- [Problem description]: Which lines in the entries below contain the word "receives"? Pick out each of them and copy it in full, treating uppercase and lowercase as different.
════════════════════
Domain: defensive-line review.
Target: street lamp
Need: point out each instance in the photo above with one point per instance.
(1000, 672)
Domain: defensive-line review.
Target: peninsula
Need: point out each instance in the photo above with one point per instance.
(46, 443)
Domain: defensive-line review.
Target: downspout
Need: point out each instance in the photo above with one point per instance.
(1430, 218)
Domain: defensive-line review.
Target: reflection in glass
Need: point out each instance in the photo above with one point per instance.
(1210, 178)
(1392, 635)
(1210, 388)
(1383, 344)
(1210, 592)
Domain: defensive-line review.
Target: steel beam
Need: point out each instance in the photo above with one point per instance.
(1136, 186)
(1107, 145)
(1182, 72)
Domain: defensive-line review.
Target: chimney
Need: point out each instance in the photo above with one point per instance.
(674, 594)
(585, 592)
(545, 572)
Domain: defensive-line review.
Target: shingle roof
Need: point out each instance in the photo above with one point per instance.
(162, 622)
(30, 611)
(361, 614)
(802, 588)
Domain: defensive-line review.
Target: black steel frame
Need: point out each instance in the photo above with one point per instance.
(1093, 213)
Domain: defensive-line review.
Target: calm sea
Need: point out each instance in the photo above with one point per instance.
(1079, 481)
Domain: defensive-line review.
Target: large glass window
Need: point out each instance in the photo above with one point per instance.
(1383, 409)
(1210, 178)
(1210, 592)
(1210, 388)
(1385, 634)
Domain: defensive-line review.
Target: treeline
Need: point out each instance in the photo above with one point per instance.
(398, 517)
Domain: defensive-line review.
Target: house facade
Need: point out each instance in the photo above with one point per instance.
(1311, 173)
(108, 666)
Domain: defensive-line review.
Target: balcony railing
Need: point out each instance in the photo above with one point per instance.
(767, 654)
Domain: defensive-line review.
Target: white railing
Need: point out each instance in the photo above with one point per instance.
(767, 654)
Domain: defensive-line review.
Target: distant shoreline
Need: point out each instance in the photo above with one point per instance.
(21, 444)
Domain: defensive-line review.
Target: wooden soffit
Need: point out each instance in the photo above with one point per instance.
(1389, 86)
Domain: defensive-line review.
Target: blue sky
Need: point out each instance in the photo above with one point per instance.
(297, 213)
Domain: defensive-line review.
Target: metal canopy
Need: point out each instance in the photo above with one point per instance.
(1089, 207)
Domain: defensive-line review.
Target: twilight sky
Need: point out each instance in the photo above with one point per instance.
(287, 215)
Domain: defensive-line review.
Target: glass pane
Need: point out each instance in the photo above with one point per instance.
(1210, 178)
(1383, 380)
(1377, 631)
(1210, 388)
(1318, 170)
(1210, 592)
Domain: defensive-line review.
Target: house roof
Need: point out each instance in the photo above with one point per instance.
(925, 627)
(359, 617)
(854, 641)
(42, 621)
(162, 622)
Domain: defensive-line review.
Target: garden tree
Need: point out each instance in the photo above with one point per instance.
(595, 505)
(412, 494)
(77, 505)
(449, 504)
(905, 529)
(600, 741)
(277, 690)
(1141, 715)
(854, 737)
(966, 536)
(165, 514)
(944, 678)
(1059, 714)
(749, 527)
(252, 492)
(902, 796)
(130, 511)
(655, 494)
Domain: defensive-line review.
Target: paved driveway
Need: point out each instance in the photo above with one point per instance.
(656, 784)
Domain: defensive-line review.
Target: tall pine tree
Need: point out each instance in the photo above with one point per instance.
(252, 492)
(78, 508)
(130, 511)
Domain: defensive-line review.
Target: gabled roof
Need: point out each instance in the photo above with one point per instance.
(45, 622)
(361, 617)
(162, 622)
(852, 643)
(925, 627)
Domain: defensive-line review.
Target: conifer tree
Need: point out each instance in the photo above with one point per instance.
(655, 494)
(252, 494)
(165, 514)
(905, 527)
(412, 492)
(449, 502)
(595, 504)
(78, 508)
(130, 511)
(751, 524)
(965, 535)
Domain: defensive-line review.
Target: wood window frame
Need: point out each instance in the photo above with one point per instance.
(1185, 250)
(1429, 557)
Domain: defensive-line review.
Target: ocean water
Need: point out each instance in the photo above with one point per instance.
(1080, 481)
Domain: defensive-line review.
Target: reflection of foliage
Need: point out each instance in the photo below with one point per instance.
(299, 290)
════════════════════
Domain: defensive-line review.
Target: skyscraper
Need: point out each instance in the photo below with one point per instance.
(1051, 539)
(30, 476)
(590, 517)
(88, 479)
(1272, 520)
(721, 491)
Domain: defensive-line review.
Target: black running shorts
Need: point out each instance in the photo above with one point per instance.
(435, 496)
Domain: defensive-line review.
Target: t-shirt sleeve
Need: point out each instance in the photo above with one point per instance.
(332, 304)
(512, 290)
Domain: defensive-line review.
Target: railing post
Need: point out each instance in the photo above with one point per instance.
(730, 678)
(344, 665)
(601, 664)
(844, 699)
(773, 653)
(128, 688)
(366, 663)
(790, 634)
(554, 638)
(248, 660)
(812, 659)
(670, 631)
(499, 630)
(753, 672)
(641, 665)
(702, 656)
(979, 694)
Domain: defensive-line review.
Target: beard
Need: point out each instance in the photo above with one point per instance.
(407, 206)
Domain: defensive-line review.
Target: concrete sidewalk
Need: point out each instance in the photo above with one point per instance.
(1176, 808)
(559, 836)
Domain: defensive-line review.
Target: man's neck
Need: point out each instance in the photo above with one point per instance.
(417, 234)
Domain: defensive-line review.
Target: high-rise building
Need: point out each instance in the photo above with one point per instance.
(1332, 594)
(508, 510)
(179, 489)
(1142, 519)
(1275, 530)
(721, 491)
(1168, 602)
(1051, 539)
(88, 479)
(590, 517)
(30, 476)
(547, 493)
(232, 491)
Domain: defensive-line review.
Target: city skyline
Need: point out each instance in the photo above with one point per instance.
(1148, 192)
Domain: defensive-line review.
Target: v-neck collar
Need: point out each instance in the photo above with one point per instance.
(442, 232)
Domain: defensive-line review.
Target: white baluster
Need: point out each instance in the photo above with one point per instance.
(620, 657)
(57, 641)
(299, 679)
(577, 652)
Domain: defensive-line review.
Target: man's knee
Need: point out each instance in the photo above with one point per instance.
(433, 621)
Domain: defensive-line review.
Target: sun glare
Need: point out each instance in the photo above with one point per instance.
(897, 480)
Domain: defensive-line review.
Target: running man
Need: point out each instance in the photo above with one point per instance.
════════════════════
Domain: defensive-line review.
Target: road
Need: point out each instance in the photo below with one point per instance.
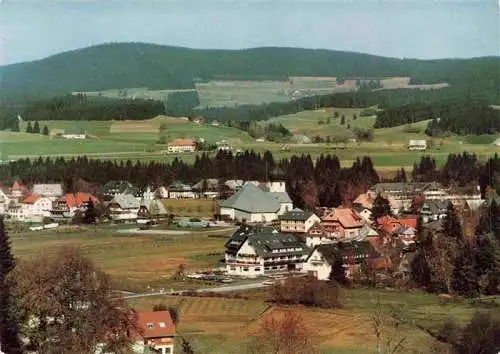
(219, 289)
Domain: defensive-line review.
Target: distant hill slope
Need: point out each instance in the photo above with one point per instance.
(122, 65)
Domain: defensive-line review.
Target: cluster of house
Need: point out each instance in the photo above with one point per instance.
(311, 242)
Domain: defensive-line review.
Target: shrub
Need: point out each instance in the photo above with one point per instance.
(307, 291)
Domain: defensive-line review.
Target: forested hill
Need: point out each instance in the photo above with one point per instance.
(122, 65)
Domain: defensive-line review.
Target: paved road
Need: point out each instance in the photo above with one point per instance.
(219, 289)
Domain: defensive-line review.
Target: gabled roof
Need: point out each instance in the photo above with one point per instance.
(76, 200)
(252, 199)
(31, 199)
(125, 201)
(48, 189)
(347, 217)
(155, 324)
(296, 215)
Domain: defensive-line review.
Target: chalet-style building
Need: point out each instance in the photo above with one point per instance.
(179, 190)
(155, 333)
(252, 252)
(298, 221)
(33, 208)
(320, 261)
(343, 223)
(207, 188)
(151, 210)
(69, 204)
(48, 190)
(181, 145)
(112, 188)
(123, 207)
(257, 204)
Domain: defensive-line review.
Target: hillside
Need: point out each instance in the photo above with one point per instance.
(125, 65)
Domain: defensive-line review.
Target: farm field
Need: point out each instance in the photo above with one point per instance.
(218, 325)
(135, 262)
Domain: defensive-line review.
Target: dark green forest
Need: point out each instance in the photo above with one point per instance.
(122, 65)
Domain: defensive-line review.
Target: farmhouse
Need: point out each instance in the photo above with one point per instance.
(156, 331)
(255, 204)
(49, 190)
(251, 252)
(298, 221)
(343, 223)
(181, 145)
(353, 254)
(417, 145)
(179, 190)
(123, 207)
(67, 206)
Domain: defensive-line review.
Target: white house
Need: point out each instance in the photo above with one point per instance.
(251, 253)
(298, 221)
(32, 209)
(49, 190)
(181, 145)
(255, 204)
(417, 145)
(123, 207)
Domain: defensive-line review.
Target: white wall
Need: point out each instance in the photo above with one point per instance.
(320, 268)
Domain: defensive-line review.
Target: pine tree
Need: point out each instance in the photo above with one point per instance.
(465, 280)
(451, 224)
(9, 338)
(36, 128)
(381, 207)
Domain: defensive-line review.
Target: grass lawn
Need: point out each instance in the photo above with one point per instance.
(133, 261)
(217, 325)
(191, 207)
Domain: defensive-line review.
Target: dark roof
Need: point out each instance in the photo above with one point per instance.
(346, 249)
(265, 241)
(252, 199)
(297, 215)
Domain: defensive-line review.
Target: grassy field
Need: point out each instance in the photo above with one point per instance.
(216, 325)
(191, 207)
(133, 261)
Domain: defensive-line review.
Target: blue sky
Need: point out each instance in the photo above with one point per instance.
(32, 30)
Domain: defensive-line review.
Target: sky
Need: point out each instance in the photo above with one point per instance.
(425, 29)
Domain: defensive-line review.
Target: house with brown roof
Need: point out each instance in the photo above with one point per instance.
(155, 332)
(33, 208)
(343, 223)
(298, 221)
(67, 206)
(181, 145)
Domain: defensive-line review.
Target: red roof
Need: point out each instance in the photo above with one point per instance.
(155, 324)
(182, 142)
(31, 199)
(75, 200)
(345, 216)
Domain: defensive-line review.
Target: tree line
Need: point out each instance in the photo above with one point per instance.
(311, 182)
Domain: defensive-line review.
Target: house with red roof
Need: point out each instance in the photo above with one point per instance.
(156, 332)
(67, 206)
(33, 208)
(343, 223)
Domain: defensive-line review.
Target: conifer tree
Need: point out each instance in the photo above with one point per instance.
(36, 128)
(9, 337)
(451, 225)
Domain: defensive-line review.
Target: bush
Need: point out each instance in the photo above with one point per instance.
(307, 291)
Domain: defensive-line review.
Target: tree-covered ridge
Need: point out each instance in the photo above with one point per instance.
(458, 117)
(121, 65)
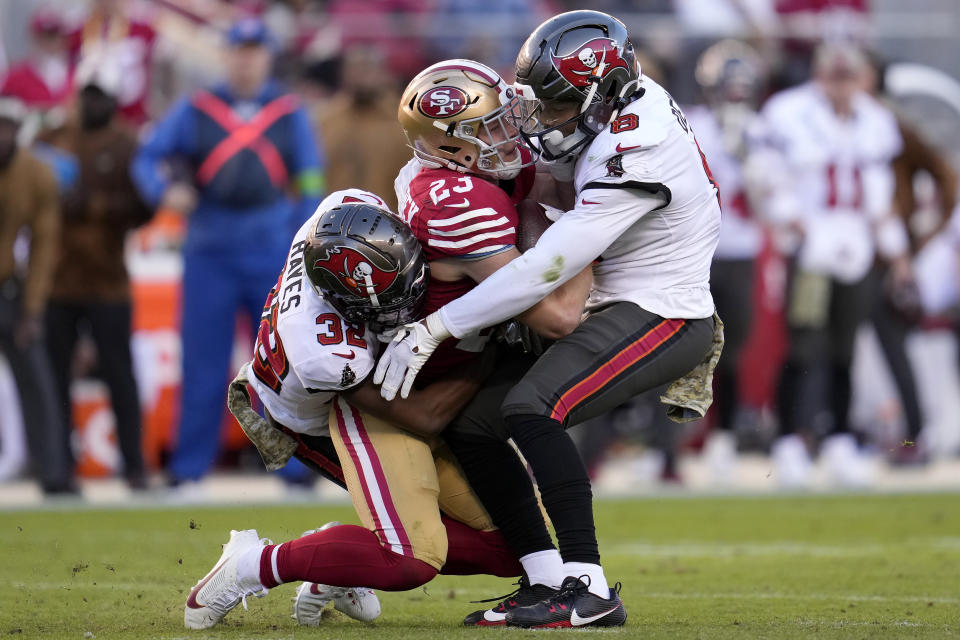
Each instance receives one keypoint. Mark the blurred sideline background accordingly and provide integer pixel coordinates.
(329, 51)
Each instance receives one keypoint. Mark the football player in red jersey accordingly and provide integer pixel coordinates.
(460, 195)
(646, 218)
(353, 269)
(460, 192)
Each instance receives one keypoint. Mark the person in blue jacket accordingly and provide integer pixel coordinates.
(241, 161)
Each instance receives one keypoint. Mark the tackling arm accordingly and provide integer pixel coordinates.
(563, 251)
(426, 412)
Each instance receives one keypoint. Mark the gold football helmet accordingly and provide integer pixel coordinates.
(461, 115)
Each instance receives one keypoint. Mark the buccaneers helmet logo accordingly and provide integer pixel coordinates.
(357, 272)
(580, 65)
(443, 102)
════════════════════
- [Written reply]:
Each instance receives one keypoint. Mark the blurred sideline background accordingly and provide integer pixel coordinates.
Each instance receives one keypoint. Mark the football player in red jersey accordingly and provide integer pixel coordinates.
Each instance receives one keypoint. Mark the person in blue jacket accordingly and provide integer pixel coordinates.
Each instance receives one keypoint. Mark the tackling arm accordingly and provide integer pixel coordinates.
Each instance receives one keypoint. Mark the gold football helmet accordingly and provide integer pixel coordinates.
Each instance receives one keypoint. Mark the buccaneers helmet logo accordingly and provide integer pixel coordinates.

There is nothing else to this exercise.